### Exercise objective:
Lines from the one containing "Phrase: table" to the end of the data below are to be restated exactly, with both ends included and nothing else.

(Saved entries)
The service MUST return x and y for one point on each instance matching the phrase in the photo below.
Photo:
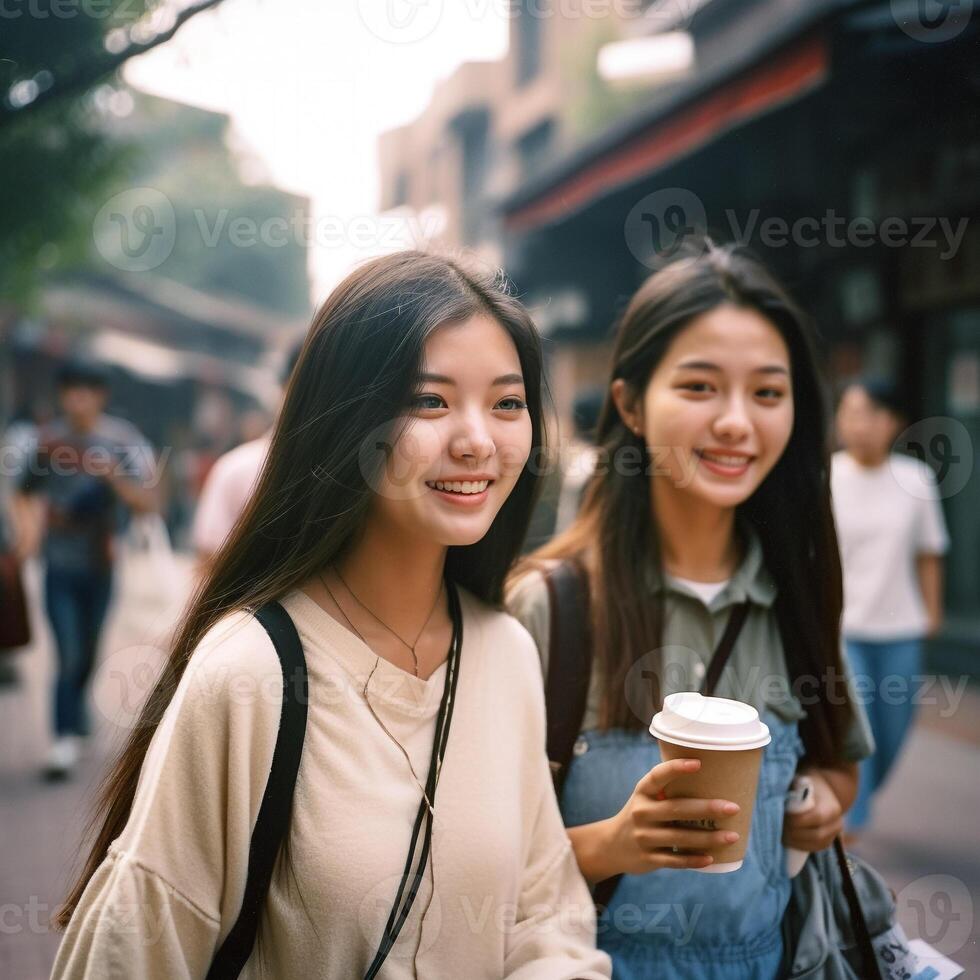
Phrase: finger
(683, 808)
(689, 840)
(660, 775)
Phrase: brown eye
(425, 402)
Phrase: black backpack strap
(604, 890)
(569, 663)
(736, 620)
(272, 823)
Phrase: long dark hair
(359, 366)
(614, 536)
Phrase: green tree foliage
(55, 159)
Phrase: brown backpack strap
(569, 663)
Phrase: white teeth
(726, 460)
(466, 486)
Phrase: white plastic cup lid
(694, 721)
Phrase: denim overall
(682, 924)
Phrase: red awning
(782, 78)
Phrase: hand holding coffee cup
(646, 834)
(728, 739)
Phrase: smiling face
(717, 412)
(467, 439)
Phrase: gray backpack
(841, 924)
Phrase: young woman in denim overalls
(711, 490)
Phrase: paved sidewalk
(924, 840)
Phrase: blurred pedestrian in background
(86, 467)
(892, 537)
(228, 486)
(16, 446)
(579, 455)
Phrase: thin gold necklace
(375, 616)
(367, 701)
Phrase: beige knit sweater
(508, 900)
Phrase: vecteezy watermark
(833, 230)
(671, 668)
(932, 21)
(408, 21)
(386, 232)
(663, 223)
(377, 904)
(667, 222)
(135, 231)
(944, 444)
(401, 21)
(939, 909)
(119, 11)
(135, 462)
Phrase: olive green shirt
(756, 672)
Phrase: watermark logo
(135, 231)
(663, 223)
(124, 680)
(401, 21)
(377, 904)
(939, 909)
(932, 21)
(945, 446)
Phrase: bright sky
(310, 84)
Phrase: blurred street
(924, 837)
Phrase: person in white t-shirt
(227, 489)
(892, 537)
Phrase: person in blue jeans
(87, 466)
(711, 490)
(892, 536)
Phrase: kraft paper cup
(729, 739)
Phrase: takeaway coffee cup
(728, 737)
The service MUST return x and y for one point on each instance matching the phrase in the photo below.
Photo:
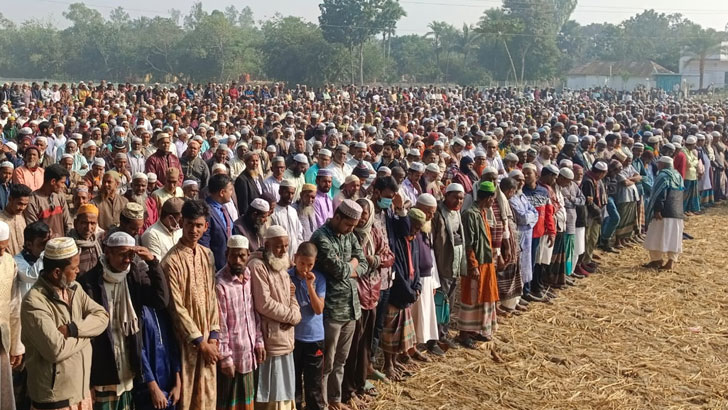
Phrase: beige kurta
(17, 226)
(191, 276)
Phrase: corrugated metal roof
(620, 68)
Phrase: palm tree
(497, 25)
(700, 44)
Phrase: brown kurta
(53, 210)
(17, 226)
(109, 210)
(191, 276)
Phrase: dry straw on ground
(626, 338)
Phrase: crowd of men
(274, 248)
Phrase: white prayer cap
(665, 160)
(417, 167)
(426, 200)
(139, 175)
(350, 209)
(260, 204)
(489, 170)
(276, 231)
(454, 187)
(60, 248)
(238, 242)
(119, 238)
(601, 166)
(511, 157)
(4, 231)
(515, 173)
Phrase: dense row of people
(179, 249)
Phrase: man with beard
(109, 202)
(284, 215)
(341, 260)
(189, 269)
(165, 233)
(190, 189)
(193, 167)
(122, 288)
(162, 160)
(30, 173)
(249, 185)
(322, 204)
(138, 193)
(48, 204)
(220, 223)
(275, 301)
(296, 173)
(252, 224)
(349, 190)
(56, 342)
(306, 213)
(88, 236)
(241, 336)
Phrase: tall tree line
(354, 41)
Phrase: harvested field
(625, 338)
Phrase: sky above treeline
(708, 13)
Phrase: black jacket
(146, 289)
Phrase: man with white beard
(306, 213)
(274, 296)
(285, 215)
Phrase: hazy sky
(710, 13)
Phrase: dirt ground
(625, 338)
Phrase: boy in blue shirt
(308, 353)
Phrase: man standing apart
(189, 268)
(275, 301)
(664, 216)
(11, 349)
(241, 337)
(58, 321)
(341, 259)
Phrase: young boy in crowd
(308, 352)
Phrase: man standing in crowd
(109, 202)
(341, 260)
(275, 301)
(13, 216)
(48, 204)
(58, 322)
(190, 270)
(122, 288)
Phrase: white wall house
(715, 72)
(618, 75)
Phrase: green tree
(701, 43)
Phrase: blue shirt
(311, 327)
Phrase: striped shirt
(240, 326)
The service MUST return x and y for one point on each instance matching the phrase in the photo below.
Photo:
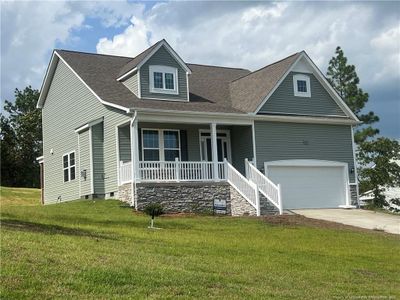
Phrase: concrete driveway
(355, 217)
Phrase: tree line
(21, 136)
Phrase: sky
(240, 34)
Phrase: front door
(223, 146)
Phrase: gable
(284, 101)
(162, 57)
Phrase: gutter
(254, 117)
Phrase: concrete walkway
(355, 217)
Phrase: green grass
(104, 250)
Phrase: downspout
(133, 160)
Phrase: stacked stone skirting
(188, 197)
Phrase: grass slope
(103, 250)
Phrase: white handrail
(158, 171)
(244, 186)
(269, 189)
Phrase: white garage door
(310, 186)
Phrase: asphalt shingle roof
(212, 88)
(249, 91)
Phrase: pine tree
(343, 77)
(21, 139)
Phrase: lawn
(104, 250)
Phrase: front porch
(189, 167)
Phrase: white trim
(299, 119)
(277, 85)
(196, 117)
(117, 152)
(355, 166)
(40, 104)
(79, 166)
(315, 163)
(163, 70)
(139, 86)
(253, 133)
(296, 91)
(305, 163)
(214, 150)
(91, 162)
(192, 118)
(165, 99)
(69, 166)
(321, 78)
(127, 74)
(161, 148)
(187, 86)
(169, 49)
(228, 141)
(45, 83)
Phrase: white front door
(223, 145)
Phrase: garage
(310, 183)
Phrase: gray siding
(163, 58)
(84, 163)
(242, 146)
(280, 141)
(283, 100)
(132, 83)
(124, 144)
(69, 104)
(98, 158)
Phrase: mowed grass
(104, 250)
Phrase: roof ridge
(91, 53)
(148, 48)
(278, 61)
(214, 66)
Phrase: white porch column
(213, 130)
(135, 150)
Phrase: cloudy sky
(243, 34)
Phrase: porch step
(266, 207)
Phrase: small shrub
(153, 210)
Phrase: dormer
(158, 73)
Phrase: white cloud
(129, 43)
(387, 44)
(30, 31)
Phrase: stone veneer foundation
(188, 197)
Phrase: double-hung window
(160, 144)
(301, 85)
(69, 166)
(163, 79)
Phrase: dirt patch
(298, 220)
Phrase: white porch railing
(269, 189)
(157, 171)
(244, 186)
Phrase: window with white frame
(301, 85)
(160, 144)
(163, 79)
(69, 166)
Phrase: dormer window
(301, 85)
(163, 79)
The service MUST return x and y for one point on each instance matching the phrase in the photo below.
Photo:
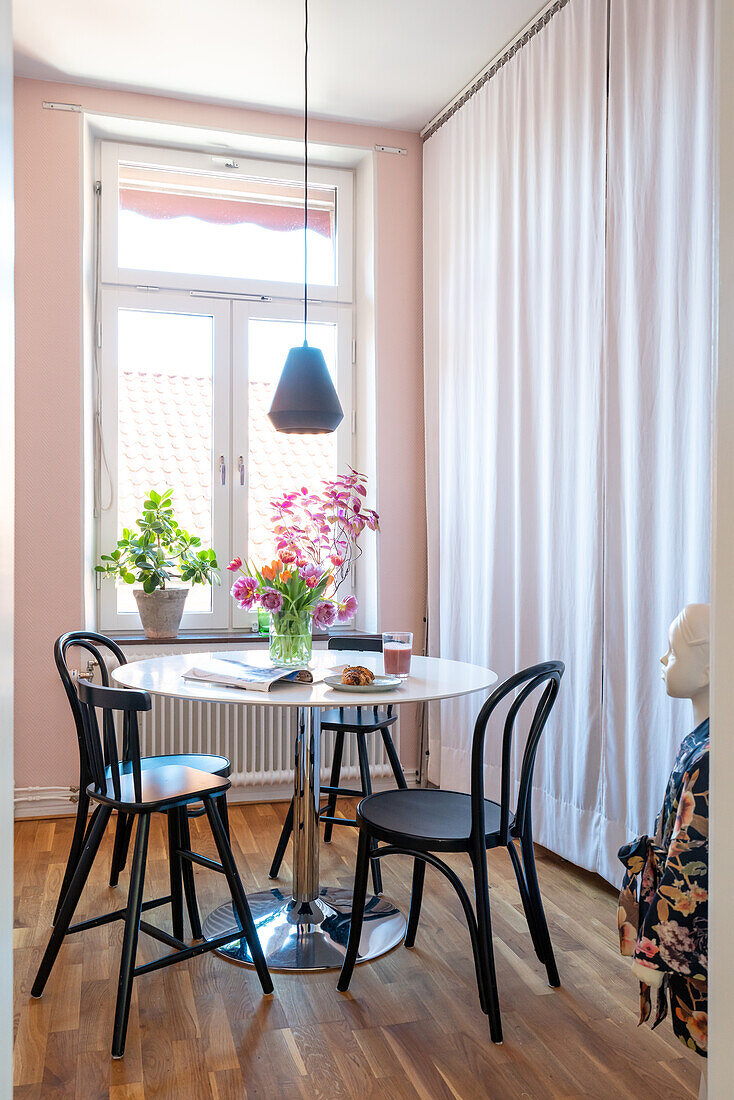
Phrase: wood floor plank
(411, 1026)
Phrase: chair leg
(359, 898)
(336, 776)
(416, 898)
(100, 817)
(536, 904)
(189, 882)
(130, 936)
(485, 949)
(367, 790)
(223, 813)
(282, 844)
(394, 759)
(239, 898)
(120, 849)
(75, 850)
(176, 872)
(527, 906)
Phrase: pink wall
(48, 574)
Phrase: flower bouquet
(316, 541)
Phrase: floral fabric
(664, 920)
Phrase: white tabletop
(431, 678)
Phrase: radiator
(258, 740)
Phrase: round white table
(308, 927)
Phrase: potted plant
(159, 551)
(316, 540)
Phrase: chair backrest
(98, 647)
(369, 645)
(525, 684)
(101, 745)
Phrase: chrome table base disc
(309, 935)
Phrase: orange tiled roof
(164, 441)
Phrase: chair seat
(164, 785)
(426, 820)
(348, 717)
(200, 761)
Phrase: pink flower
(272, 601)
(348, 609)
(311, 575)
(243, 592)
(325, 614)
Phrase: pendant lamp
(305, 400)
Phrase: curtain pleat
(534, 408)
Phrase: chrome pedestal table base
(309, 935)
(308, 928)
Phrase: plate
(380, 683)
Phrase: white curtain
(659, 310)
(545, 523)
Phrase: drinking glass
(396, 650)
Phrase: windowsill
(217, 637)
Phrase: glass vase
(291, 639)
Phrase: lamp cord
(306, 172)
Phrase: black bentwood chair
(102, 652)
(349, 719)
(139, 792)
(419, 823)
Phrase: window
(200, 299)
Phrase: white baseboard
(61, 801)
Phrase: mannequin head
(686, 664)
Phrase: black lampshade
(305, 400)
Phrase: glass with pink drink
(396, 650)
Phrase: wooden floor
(411, 1025)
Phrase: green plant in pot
(156, 552)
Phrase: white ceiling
(389, 62)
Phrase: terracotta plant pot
(161, 612)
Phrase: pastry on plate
(357, 675)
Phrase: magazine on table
(232, 672)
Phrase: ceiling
(394, 63)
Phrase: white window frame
(188, 294)
(113, 299)
(205, 164)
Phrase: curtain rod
(513, 47)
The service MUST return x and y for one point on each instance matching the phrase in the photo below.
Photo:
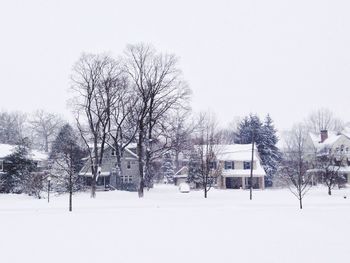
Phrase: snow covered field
(167, 226)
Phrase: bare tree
(12, 125)
(66, 162)
(45, 127)
(179, 131)
(158, 84)
(122, 129)
(328, 166)
(94, 79)
(323, 119)
(294, 166)
(206, 167)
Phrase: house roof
(346, 132)
(235, 152)
(8, 149)
(333, 137)
(238, 152)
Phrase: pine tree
(66, 162)
(168, 168)
(19, 172)
(194, 172)
(266, 141)
(269, 153)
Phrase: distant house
(233, 162)
(39, 158)
(181, 176)
(108, 178)
(335, 144)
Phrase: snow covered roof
(238, 152)
(329, 142)
(8, 149)
(235, 152)
(346, 132)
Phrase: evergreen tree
(194, 171)
(269, 153)
(168, 167)
(20, 170)
(266, 140)
(66, 162)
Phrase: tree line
(141, 97)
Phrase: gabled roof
(234, 152)
(8, 149)
(333, 137)
(346, 132)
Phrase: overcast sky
(281, 57)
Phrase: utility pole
(251, 166)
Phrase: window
(229, 165)
(212, 165)
(246, 165)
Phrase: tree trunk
(329, 190)
(94, 171)
(140, 154)
(70, 192)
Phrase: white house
(333, 143)
(40, 158)
(235, 163)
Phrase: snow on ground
(168, 226)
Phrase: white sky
(282, 57)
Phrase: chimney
(324, 135)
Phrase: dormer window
(229, 165)
(246, 165)
(212, 165)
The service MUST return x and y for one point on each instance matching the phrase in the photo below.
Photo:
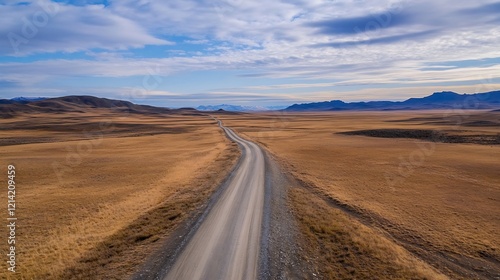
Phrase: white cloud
(268, 39)
(45, 26)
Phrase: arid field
(417, 196)
(97, 192)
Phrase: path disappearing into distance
(227, 243)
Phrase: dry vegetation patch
(94, 201)
(437, 200)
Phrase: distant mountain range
(81, 104)
(238, 108)
(438, 100)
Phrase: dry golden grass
(440, 201)
(101, 189)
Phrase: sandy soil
(436, 202)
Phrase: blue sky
(187, 53)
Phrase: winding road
(227, 243)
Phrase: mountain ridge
(437, 100)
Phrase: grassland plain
(98, 191)
(378, 208)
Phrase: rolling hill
(68, 104)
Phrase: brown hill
(81, 104)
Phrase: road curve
(227, 243)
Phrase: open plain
(98, 192)
(391, 203)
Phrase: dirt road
(226, 244)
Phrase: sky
(180, 53)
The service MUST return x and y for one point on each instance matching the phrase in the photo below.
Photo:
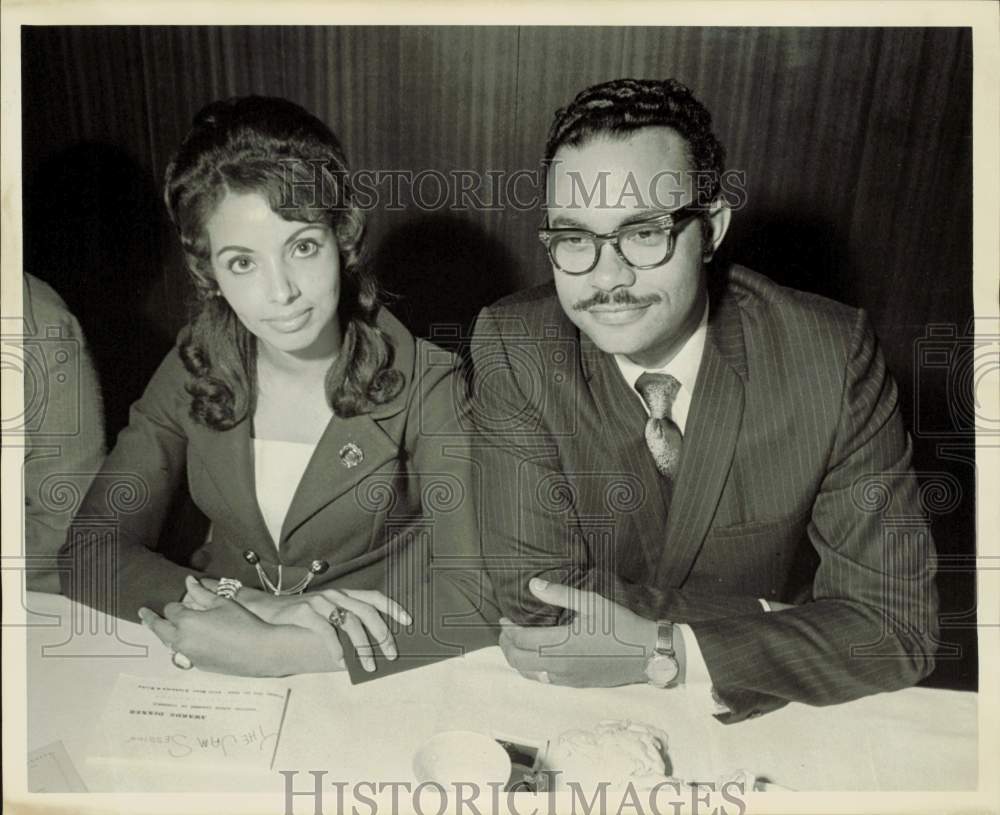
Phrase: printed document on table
(191, 721)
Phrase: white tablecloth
(912, 739)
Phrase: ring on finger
(228, 588)
(338, 616)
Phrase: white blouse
(278, 469)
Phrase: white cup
(461, 756)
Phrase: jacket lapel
(713, 427)
(348, 451)
(352, 448)
(622, 446)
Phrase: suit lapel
(352, 448)
(623, 450)
(713, 427)
(348, 451)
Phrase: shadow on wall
(93, 230)
(802, 253)
(440, 270)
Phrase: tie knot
(658, 392)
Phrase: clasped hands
(605, 644)
(259, 634)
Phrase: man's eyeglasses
(642, 245)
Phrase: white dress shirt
(278, 467)
(684, 368)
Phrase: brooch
(351, 455)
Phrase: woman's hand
(226, 638)
(313, 609)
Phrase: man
(691, 476)
(63, 428)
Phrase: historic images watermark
(315, 184)
(670, 796)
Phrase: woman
(318, 436)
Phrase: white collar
(684, 366)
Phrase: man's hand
(604, 645)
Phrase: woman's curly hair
(273, 147)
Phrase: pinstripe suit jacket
(795, 485)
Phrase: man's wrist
(664, 666)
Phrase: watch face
(661, 670)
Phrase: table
(917, 738)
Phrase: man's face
(647, 315)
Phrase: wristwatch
(662, 668)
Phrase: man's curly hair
(622, 106)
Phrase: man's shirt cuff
(697, 679)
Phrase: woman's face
(281, 278)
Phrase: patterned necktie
(662, 435)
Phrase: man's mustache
(620, 297)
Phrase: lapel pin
(351, 455)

### Final answer:
Phrase: table
(917, 738)
Phrase: man's face
(647, 315)
Phrase: wristwatch
(662, 668)
Phrase: man's curly hair
(622, 106)
Phrase: man's shirt cuff
(697, 679)
Phrase: woman's face
(281, 278)
Phrase: patterned necktie
(662, 435)
Phrase: man's mustache
(620, 297)
Phrase: lapel pin
(351, 455)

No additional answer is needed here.